Work order → Look at the entries below and restate word for word the lines from the first through the one that has "Need: a point for each instance of the yellow flower".

--*--

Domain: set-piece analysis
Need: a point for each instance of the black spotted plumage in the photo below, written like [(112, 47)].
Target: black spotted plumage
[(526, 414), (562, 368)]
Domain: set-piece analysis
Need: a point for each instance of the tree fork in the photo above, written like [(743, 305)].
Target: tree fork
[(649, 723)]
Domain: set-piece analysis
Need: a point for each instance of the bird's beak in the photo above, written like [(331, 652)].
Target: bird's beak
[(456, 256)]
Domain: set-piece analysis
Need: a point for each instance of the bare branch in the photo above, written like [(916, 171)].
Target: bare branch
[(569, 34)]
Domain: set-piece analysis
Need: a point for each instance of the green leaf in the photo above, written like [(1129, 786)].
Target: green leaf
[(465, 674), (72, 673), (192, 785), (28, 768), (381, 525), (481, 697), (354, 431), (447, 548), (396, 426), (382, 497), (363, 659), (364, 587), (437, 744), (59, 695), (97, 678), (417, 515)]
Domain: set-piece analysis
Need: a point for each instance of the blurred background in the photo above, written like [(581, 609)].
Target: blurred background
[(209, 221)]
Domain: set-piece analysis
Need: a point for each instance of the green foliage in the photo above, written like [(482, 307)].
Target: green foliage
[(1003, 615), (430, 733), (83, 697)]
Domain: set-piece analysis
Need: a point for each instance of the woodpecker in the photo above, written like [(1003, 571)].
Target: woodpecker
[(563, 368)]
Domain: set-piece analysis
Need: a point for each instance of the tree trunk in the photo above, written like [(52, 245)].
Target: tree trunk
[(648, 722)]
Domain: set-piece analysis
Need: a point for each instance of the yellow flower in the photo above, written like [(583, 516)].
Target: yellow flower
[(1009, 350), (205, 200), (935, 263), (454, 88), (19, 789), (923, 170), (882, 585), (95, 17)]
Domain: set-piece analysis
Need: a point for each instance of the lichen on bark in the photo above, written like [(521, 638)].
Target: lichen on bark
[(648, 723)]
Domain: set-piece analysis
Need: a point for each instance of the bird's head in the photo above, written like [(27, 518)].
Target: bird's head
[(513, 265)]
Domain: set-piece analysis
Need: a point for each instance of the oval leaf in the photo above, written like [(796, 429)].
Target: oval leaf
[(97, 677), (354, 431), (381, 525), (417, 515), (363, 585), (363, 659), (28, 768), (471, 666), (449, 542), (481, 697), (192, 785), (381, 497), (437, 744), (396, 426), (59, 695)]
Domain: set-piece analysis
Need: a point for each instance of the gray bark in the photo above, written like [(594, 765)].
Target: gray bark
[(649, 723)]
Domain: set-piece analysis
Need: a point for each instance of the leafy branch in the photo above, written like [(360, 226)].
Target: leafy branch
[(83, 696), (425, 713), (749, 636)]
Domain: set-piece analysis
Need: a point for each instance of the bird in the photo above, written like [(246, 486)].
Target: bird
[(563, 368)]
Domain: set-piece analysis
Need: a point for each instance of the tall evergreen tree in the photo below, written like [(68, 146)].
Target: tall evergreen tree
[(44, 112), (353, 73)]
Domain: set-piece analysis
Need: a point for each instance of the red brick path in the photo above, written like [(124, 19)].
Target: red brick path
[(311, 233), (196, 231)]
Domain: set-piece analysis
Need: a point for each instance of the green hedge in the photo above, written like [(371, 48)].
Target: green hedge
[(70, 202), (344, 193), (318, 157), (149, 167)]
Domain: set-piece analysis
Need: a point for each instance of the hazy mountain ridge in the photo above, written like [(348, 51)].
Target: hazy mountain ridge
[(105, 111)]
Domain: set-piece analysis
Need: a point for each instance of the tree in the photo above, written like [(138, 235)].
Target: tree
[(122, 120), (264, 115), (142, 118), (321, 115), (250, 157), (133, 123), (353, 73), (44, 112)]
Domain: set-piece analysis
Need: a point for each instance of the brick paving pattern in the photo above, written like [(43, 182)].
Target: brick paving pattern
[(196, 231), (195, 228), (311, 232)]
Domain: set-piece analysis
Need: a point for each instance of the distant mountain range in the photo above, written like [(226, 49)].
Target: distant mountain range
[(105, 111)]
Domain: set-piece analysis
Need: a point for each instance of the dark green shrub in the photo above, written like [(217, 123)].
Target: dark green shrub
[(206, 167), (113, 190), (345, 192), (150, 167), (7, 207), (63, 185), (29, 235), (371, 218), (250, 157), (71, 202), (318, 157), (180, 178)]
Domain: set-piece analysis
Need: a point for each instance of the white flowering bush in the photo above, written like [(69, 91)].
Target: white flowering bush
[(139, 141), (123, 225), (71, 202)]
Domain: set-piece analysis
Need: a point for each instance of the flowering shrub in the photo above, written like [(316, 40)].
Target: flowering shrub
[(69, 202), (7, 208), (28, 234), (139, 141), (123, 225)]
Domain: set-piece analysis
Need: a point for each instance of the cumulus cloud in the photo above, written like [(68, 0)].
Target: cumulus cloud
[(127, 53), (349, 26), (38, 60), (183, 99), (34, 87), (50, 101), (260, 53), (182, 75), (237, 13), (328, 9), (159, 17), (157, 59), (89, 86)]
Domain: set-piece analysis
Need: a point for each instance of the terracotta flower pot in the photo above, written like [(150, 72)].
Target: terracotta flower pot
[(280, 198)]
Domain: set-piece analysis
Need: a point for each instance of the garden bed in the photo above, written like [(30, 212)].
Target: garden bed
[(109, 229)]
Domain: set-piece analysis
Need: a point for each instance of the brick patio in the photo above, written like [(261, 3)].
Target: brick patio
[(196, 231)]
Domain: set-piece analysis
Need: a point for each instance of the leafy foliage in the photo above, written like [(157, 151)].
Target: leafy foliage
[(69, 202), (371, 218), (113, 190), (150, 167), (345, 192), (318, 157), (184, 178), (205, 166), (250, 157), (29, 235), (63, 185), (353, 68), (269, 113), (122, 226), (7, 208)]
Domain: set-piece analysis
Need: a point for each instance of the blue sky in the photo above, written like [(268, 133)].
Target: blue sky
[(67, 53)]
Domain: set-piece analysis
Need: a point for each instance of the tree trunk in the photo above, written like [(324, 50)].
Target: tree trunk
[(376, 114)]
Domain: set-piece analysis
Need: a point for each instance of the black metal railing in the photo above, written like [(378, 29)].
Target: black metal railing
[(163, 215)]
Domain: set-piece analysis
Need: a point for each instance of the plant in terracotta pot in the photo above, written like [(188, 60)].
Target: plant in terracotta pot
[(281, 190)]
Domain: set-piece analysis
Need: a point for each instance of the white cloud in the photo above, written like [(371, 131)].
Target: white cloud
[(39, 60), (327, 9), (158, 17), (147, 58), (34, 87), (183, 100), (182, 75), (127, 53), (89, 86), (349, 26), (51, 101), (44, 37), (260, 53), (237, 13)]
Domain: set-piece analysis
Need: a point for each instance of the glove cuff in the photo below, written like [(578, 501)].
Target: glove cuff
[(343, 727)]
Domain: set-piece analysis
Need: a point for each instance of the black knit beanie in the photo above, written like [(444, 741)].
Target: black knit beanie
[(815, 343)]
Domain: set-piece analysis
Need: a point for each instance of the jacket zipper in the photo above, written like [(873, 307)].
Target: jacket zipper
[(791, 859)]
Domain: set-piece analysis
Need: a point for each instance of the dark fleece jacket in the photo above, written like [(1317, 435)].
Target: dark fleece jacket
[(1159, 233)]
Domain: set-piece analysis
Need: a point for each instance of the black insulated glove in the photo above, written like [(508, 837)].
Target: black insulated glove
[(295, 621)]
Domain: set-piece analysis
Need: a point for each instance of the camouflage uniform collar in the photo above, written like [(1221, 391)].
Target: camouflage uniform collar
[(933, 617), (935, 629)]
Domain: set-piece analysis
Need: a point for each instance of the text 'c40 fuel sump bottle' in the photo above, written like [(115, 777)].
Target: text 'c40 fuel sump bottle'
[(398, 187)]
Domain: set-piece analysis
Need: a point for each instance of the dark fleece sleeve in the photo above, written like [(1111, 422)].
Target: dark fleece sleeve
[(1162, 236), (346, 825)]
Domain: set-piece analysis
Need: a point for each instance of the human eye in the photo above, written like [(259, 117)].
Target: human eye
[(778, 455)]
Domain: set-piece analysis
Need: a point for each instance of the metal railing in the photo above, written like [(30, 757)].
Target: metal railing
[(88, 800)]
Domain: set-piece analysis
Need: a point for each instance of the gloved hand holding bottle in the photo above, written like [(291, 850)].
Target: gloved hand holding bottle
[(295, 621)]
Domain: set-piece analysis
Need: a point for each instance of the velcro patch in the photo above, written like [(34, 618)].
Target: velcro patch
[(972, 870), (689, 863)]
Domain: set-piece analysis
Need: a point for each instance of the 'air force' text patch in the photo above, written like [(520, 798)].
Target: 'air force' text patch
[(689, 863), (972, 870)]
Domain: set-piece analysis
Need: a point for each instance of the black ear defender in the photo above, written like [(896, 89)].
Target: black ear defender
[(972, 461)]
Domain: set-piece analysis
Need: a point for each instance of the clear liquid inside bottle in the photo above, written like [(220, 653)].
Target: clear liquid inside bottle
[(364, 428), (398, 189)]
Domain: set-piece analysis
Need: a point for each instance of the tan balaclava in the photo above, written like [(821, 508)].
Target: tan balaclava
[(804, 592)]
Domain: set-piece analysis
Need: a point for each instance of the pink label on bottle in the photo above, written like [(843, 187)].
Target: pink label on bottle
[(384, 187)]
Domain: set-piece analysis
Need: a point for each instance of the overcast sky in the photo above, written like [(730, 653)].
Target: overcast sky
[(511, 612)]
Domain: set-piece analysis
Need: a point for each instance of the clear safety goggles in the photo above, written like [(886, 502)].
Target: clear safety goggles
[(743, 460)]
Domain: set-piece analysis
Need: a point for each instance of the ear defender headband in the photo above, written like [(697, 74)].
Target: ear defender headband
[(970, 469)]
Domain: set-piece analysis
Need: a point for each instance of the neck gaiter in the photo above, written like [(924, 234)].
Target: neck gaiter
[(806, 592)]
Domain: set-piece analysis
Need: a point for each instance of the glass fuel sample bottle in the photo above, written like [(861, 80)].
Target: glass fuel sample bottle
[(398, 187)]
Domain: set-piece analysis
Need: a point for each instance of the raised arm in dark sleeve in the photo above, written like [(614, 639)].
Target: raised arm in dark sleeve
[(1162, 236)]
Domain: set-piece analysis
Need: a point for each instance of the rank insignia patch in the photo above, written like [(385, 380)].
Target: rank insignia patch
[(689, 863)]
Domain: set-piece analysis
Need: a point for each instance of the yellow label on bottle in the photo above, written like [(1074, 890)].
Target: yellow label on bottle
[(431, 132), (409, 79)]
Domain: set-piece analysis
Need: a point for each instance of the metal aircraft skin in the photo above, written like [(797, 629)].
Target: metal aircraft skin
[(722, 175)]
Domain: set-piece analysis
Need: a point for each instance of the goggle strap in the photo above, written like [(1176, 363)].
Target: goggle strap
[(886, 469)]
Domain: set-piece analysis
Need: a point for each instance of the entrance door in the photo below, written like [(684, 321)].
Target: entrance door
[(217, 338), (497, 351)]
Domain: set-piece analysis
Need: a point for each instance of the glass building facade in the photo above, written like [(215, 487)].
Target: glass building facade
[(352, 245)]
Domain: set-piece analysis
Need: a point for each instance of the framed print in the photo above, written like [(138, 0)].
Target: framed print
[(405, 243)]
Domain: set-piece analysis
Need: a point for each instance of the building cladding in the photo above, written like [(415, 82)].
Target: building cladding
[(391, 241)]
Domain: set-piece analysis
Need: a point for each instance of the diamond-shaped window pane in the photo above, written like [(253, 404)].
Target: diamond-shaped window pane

--*--

Expected answer →
Domain: set-piece analysis
Need: a point for each instance of the black spotted plumage in the photo below, written like [(112, 47)].
Target: black spotted plumage
[(526, 414), (562, 368)]
Domain: set-piece analysis
Need: a point for each instance of the tree fork in the photo above, written like [(743, 305)].
Target: tree fork
[(649, 723)]
Domain: set-piece analysis
Need: a point for each instance of the bird's beak in the photo above, written like [(331, 652)].
Target: bird's beak
[(456, 256)]
Domain: set-piece analysis
Need: a point for each instance of the bare branch in the photo above, written like [(916, 171)].
Target: bare branch
[(569, 34)]
Domain: set-piece analysis
Need: a point for each instance of the green leaf in the photo above, written like [(1129, 786)].
Target: green leaf
[(465, 674), (72, 673), (192, 785), (28, 768), (381, 525), (481, 697), (354, 431), (447, 548), (396, 426), (382, 497), (363, 659), (364, 587), (437, 744), (59, 695), (97, 678), (417, 515)]
Domain: set-piece analysis
Need: a point for each instance of the blurred background in the photo above, written like [(581, 609)].
Target: blurred background
[(209, 221)]
Domain: set-piece analysis
Need: a point for each instance of the green foliage in the photo above, written like [(482, 307)].
Target: green foliage
[(1003, 615), (430, 733), (83, 697)]
Domain: set-piece analysis
Need: a point for each instance of the woodpecker in the photo above, written like [(1003, 571)].
Target: woodpecker
[(563, 368)]
Domain: set-piece analysis
Need: a point for each instance of the tree trunk in the photo above, written like [(52, 245)].
Target: tree trunk
[(648, 722)]
Domain: set-piece analysis
Need: a point for each instance of the yellow flower in the photo above, written like [(583, 516)].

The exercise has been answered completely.